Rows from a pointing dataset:
++++++++++++++++++++
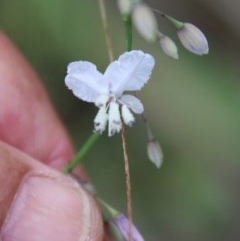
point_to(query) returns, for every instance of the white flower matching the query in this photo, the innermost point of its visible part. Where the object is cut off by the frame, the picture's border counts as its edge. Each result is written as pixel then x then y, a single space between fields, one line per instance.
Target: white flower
pixel 129 73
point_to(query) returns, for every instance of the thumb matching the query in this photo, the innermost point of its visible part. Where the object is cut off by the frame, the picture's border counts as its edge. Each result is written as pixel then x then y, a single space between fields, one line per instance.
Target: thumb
pixel 38 203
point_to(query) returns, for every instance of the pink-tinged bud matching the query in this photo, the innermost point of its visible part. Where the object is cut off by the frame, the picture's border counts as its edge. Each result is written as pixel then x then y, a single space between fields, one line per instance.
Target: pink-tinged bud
pixel 120 227
pixel 193 39
pixel 155 153
pixel 168 47
pixel 145 22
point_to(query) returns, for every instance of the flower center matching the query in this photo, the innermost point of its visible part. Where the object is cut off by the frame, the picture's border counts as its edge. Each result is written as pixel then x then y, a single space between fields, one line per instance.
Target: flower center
pixel 113 111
++++++++++++++++++++
What is being asked>
Extract every one of the lines above without changing a word, and leave the pictures out.

Answer to the task>
point_to(query) returns, for every instance of the white flower matching the query in this photo, the innermost point of its visible part. Where the object is cut off by the frame, the picture's border counts as its edge. Each result is written as pixel then x then y, a single space between fields, one line per instance.
Target: white flower
pixel 129 73
point_to(query) returns, for every instance of the thumb matching the query in this photo, the innermost point of its visible part. Where the object is cut off by the frame, the picture's border counts as its edge. Each result is written as pixel then x then y, a single space between fields, one line per instance.
Target: thumb
pixel 38 203
point_to(query) returns, for every instance of the pink-tinged bud matching the query in this photo, the innermost point of its visible part. Where the object is cut off by the frame, the picture's border counts as its edge. Each result is written as pixel then x then y, a single space between fields, one line per instance.
Target: pink-tinged bud
pixel 120 227
pixel 193 39
pixel 155 153
pixel 168 47
pixel 145 22
point_to(query) returns, for every instance of the flower center matching the query in this photo, the innermost point of its visible part. Where the object is cut off by the frame, the picture's border counts as its edge. Each result is written as pixel then x then y, a single space between fields, one line per instance.
Target: flower center
pixel 113 111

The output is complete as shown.